Short problem = Reproduce verbatim the lines of the records below, starting with the line that contains "Each instance of the construction" and going on through the end of the records.
== Available records ==
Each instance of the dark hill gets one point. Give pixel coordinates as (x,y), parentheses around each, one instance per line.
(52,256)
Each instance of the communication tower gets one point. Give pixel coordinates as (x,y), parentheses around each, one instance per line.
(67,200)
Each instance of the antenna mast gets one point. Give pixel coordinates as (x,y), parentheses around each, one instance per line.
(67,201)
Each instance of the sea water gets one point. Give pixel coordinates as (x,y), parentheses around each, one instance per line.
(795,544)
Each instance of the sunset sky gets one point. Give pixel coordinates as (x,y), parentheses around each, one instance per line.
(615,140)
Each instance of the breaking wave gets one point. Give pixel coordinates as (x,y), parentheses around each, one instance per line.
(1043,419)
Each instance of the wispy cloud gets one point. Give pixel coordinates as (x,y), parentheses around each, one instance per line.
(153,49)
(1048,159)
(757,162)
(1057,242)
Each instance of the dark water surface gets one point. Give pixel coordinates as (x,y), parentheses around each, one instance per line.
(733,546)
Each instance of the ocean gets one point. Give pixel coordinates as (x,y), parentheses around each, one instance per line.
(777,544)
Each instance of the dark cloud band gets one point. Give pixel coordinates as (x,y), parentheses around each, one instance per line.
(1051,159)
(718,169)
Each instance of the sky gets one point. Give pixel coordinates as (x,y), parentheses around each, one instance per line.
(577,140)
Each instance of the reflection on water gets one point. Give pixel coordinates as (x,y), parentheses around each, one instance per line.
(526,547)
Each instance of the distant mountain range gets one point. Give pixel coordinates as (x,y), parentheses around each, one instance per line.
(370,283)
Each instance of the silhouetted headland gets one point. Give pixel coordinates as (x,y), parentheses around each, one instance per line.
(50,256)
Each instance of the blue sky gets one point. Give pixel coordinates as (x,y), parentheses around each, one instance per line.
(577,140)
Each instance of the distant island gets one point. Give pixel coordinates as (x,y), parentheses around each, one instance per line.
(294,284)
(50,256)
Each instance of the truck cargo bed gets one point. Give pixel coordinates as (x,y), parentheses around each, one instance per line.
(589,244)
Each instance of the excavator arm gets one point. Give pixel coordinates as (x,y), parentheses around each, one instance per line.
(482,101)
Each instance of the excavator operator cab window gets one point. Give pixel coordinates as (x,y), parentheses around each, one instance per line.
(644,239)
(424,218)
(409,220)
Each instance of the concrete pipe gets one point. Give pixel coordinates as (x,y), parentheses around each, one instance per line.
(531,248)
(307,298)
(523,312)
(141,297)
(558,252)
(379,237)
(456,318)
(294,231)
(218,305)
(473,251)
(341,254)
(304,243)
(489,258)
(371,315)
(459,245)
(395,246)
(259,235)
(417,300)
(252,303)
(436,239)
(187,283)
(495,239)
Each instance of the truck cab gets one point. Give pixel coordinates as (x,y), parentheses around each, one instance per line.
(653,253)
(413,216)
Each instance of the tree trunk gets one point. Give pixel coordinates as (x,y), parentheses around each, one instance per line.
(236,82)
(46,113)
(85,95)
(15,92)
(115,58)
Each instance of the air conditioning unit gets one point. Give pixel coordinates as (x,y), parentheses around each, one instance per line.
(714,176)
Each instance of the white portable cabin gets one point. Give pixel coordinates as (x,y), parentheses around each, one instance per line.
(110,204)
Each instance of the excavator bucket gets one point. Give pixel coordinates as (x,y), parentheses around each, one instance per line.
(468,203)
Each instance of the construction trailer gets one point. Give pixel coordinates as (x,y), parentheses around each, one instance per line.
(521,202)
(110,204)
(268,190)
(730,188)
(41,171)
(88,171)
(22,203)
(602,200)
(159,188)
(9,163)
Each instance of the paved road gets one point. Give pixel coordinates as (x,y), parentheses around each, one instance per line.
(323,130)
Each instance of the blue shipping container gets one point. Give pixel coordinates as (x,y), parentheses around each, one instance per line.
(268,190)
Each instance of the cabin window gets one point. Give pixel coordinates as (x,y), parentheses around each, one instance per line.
===
Solved problem =
Each instance of the construction trailer gets one point. Give pixel coordinates as (x,y), parentheses around each, one instance per line.
(521,202)
(110,204)
(268,190)
(730,188)
(41,171)
(88,171)
(22,203)
(602,200)
(159,188)
(9,163)
Each instance of the paved road gets one point. Give pixel coordinates as (x,y), parentheses around each, one instance per line.
(323,130)
Each instance of the blue shipping container gets one point. Give pixel coordinates as (x,y), parentheses around each, one instance per line.
(268,190)
Each instance of the cabin window gets one point. Give pixel coordinates as (x,y), parentheses around each, one instance per line.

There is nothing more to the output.